AIM OF THE TASK: Please extract each line of the listing that contains the string "water".

DATA RECORDS:
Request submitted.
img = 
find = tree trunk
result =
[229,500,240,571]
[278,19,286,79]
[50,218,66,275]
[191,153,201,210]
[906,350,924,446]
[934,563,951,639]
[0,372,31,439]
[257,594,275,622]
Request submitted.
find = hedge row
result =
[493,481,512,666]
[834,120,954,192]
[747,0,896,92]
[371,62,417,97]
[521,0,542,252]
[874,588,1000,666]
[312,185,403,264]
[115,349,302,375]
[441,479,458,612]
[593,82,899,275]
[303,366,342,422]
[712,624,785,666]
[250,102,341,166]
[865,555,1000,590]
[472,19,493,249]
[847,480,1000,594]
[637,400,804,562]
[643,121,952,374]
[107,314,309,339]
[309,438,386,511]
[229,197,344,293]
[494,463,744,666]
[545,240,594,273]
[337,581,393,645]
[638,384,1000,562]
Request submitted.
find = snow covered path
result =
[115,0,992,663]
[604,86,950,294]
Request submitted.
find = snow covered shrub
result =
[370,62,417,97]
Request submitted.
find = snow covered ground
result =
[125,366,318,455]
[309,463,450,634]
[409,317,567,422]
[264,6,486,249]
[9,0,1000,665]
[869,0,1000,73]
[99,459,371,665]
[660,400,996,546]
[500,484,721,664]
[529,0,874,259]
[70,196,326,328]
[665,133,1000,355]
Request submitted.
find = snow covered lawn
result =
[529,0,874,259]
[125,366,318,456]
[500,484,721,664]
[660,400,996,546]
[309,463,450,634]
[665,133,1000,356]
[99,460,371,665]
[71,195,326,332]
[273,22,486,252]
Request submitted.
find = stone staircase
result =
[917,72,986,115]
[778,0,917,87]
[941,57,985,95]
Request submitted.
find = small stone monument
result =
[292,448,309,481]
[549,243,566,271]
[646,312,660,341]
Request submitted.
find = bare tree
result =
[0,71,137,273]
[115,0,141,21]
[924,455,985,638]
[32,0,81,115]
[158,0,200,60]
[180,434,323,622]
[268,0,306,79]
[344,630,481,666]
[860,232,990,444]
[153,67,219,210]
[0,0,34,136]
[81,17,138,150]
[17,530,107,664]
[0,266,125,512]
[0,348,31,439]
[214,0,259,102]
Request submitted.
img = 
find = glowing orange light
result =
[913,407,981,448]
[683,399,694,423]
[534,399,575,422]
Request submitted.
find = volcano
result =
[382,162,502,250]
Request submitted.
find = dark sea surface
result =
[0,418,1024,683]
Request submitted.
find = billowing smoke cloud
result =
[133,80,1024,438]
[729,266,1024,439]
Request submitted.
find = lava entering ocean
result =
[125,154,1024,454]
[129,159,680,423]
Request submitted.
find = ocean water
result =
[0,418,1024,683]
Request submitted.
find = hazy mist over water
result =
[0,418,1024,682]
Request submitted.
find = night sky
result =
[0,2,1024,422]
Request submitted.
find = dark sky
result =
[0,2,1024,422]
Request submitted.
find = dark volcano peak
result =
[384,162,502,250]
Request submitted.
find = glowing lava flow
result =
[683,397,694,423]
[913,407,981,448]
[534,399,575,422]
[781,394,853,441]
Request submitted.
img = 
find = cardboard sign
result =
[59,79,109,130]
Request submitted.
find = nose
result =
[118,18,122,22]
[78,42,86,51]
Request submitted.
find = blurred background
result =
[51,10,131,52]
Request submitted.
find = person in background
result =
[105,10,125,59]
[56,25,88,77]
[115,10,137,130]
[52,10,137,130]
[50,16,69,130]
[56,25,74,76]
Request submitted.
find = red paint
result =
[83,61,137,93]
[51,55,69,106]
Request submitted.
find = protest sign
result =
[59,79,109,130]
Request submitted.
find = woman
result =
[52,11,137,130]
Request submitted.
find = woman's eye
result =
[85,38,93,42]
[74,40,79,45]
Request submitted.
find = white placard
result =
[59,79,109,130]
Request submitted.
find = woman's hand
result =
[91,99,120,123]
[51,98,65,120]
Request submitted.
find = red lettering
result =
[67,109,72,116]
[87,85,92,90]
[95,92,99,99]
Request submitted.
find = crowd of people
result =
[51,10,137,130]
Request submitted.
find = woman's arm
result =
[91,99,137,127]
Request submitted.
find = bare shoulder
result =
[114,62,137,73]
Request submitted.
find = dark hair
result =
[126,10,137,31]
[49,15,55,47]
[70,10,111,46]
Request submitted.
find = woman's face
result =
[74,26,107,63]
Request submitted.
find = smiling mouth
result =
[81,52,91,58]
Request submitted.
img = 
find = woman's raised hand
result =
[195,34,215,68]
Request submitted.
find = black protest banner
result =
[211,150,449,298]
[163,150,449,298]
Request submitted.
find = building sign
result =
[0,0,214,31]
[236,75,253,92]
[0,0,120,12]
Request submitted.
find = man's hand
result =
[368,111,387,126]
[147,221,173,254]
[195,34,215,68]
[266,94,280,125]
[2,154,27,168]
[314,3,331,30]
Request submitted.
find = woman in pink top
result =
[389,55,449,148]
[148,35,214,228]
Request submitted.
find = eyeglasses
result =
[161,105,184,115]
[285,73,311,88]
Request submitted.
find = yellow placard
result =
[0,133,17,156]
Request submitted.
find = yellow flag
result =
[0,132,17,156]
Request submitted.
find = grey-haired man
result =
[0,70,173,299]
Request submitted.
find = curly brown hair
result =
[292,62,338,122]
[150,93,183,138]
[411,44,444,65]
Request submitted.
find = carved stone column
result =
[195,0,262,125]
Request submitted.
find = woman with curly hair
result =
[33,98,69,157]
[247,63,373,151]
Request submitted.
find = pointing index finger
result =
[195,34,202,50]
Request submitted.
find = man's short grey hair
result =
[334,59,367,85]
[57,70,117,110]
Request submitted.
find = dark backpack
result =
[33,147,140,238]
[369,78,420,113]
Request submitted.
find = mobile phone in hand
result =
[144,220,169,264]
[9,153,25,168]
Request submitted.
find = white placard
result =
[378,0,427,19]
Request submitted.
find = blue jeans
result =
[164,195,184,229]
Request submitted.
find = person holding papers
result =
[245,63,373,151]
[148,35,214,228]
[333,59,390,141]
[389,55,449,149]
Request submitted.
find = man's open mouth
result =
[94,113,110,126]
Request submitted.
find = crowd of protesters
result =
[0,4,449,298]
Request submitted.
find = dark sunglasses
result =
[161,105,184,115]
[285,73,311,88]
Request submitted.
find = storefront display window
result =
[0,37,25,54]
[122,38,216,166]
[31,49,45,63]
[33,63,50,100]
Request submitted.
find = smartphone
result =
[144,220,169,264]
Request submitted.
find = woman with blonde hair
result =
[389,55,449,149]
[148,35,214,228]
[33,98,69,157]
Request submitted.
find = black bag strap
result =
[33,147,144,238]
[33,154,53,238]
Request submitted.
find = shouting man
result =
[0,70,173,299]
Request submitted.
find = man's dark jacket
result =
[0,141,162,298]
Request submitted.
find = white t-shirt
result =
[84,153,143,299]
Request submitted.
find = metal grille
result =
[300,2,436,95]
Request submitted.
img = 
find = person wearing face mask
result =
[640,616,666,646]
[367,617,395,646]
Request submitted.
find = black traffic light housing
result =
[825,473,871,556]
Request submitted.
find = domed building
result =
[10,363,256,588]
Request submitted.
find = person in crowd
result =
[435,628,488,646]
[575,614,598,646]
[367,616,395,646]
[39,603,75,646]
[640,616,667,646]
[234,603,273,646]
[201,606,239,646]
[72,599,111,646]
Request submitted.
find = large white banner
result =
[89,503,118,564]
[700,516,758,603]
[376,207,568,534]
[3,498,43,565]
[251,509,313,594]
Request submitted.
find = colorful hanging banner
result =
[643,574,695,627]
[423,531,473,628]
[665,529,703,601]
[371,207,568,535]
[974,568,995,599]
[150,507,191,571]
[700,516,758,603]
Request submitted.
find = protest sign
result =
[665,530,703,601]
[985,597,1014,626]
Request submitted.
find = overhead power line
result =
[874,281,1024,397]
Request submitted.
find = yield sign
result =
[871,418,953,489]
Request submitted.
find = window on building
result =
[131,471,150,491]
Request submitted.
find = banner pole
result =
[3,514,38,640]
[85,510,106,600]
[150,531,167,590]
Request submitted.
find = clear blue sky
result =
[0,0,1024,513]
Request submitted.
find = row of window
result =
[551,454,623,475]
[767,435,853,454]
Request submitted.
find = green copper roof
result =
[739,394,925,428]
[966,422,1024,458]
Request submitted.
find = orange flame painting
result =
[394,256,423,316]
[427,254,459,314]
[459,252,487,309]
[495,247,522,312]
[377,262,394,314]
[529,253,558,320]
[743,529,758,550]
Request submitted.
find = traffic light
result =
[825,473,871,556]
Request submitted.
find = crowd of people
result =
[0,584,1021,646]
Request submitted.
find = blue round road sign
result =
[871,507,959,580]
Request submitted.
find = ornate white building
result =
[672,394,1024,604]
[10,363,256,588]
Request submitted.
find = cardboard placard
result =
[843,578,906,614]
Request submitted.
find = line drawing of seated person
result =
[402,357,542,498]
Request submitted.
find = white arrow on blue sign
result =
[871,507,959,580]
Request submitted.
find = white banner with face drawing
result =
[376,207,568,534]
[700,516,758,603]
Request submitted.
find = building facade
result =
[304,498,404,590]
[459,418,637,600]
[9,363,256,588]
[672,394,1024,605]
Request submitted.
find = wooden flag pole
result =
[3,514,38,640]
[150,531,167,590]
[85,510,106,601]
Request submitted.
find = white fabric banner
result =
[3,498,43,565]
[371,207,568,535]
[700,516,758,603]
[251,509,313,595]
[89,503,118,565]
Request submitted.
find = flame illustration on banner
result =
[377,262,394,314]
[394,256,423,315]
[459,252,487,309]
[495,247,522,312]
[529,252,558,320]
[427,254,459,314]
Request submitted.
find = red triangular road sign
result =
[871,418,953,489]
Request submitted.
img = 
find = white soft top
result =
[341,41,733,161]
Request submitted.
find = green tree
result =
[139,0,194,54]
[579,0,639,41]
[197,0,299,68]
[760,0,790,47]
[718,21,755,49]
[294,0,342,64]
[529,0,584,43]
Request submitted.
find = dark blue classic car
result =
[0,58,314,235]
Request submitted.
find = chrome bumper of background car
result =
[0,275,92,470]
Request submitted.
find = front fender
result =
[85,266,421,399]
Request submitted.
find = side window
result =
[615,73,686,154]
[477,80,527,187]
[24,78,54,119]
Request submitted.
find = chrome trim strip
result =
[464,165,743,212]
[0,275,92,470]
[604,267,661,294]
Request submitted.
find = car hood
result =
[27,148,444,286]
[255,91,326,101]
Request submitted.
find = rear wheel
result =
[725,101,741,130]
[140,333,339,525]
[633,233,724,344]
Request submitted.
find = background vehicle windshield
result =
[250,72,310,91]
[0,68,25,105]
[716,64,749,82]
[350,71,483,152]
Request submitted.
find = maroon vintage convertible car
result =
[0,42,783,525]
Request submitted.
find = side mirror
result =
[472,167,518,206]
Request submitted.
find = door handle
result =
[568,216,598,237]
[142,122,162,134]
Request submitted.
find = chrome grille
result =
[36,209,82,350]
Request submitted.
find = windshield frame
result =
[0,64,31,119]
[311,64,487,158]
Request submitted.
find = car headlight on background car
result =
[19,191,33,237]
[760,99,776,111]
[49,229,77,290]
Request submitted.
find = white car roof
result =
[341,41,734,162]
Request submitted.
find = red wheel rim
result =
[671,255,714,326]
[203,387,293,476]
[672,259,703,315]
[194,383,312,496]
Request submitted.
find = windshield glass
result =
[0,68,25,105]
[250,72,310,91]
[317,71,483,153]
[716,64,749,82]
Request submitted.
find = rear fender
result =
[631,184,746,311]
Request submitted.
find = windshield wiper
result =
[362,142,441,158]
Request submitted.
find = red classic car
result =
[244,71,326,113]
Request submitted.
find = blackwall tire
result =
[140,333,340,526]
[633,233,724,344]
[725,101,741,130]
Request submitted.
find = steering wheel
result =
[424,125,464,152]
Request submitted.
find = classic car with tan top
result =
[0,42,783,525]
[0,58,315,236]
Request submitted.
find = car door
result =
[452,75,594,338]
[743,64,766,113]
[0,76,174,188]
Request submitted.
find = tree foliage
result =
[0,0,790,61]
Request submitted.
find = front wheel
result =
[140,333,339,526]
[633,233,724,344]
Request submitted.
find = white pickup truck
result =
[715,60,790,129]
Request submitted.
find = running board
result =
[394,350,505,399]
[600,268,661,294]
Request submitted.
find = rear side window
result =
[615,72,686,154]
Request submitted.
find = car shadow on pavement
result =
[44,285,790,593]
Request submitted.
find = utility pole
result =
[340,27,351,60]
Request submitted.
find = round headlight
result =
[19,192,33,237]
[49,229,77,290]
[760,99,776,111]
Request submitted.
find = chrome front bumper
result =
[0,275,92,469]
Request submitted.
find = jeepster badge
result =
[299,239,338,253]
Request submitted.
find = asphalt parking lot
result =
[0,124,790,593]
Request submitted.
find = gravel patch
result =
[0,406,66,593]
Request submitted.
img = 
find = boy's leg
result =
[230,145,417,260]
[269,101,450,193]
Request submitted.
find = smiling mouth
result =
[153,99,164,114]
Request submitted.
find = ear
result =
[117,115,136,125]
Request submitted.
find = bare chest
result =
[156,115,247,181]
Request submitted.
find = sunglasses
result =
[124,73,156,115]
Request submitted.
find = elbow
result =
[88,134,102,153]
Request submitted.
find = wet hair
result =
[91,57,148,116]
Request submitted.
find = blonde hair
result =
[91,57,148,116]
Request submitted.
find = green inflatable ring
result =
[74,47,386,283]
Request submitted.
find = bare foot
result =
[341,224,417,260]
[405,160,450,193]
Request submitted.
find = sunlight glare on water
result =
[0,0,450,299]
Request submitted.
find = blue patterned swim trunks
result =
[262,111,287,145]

ANSWER TO THE TASK:
find = ocean water
find = hazy mist over water
find = sunlight glare on water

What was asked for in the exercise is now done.